• TASK: Reproduce every line of the data below word for word, with no changes.

• RECORDS SHOWN:
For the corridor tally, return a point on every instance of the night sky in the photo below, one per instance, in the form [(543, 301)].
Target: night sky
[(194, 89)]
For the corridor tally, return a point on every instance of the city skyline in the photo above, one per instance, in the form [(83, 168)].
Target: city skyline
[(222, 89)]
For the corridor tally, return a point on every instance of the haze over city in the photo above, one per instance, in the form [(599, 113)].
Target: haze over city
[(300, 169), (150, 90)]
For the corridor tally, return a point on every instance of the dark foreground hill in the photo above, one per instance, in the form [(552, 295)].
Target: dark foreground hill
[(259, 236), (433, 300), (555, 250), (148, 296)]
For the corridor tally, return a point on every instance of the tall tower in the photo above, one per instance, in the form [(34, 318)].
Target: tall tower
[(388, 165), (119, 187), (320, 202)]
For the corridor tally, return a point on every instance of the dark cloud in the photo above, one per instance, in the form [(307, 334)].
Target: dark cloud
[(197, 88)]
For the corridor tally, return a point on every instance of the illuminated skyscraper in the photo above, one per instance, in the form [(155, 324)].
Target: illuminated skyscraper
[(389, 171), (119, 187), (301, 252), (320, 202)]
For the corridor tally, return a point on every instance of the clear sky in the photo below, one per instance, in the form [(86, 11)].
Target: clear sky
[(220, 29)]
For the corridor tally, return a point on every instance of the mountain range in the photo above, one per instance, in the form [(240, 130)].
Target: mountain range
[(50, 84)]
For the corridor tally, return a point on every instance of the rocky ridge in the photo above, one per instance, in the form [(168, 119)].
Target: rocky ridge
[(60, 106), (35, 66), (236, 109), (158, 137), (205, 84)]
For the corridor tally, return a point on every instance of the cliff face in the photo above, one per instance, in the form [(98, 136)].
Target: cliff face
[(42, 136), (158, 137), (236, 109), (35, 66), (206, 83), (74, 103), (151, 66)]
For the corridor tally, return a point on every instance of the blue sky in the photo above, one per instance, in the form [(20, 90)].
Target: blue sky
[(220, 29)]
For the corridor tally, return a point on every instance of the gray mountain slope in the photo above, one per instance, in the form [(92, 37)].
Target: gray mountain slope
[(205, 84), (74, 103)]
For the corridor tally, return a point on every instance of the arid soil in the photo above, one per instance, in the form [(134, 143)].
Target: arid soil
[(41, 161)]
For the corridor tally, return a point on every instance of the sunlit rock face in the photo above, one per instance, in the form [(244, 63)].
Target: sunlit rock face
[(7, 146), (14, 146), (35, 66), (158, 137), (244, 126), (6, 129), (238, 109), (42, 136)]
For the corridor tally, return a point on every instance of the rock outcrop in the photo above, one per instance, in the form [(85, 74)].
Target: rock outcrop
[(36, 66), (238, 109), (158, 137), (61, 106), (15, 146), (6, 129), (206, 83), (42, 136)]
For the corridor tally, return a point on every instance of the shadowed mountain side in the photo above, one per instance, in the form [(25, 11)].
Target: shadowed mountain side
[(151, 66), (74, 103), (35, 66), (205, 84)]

• SOLUTION:
For the corridor tally, return a point on every instance of the night sky in the photo below, one per instance, in the form [(543, 301)].
Target: night sky
[(194, 89)]
For the corridor tally, return a point on every instance of the city skyline in the photo above, one per instance, in the form [(83, 168)].
Target: city skyline
[(222, 89)]
For the corridor tally, return a point on every instance of the haze over city in the photo above, one per instance, in the form [(599, 113)].
Target: haze over city
[(300, 169), (150, 90)]
For the corridor tally, return a point on every instance of the dark foreground hill in the photo above, one per instance, in the form [(552, 295)].
Target: dark foreground hill
[(259, 236), (433, 300), (555, 250), (148, 296)]
For the corridor tally, return a point on every instance of the tall tower in the photo above, one per instance, in the form [(34, 318)].
Target: tall tower
[(388, 165), (119, 187), (320, 202)]
For the corridor tally, return a point on every instance of the dark cloud in the photo above, one per instance, in the form [(307, 334)].
Target: dark cloud
[(197, 88)]
For the corridor tally, return a point on every instance of the illuminated skyscraper in the photo above, one per instance, in the form [(155, 324)].
Target: illuminated skyscraper
[(389, 171), (119, 187), (301, 252), (320, 202)]
For the corridor tally, return a point on every instance of the clear sky in the photo below, one per instance, in the form [(86, 11)].
Target: clear sky
[(220, 29)]
For the corridor tally, return a point on every instance of the mountain range in the photo above, one per instance, in the form [(240, 130)].
Target: mountain range
[(50, 84)]
For the corridor tally, return a point on every instance of the rocky ridge in the photo above, one per instance, in the form [(168, 119)].
Target: rocky ridge
[(60, 106), (35, 66), (236, 109), (158, 137), (205, 84)]
For the corridor tally, return a point on every instance of the cliff face in the photo above, one per instance, in the form [(98, 136)].
Target: cliff face
[(42, 136), (158, 137), (236, 109), (35, 66), (206, 83), (74, 103), (151, 66)]
For the corridor tally, return a point on every instance of the blue sky in the photo above, one per instance, in the form [(20, 90)].
Target: blue sky
[(220, 29)]
For the corridor tally, return a point on every instance of the gray mountain slope in the photo above, one per instance, in the form [(92, 37)].
Target: gray mountain slope
[(205, 84), (74, 103)]
For the corridor tally, return a point on every instance of the arid soil in the photo above, one per instance, in the form [(134, 143)].
Target: arid soil
[(41, 161)]
For the corridor tally, return a point on every instance of the sunlit rock face in the photo above, one per instance, in the form [(244, 63)].
Target: sunlit rock face
[(7, 146), (14, 146), (35, 66), (158, 137), (244, 126), (6, 129), (238, 109), (42, 136)]
For the corridor tally, return a point on every instance of the rock outcrop in the photo above, one per instance, in the form [(85, 74)].
Target: rock outcrop
[(36, 66), (238, 109), (158, 137), (61, 106), (15, 146), (6, 129), (206, 83), (42, 136)]
For the corridor tally, return a point on every instance of the shadowed mountain side in the photo above, one per instance, in the form [(25, 11)].
Target: shadowed mountain side
[(151, 66), (74, 103), (35, 66), (205, 84)]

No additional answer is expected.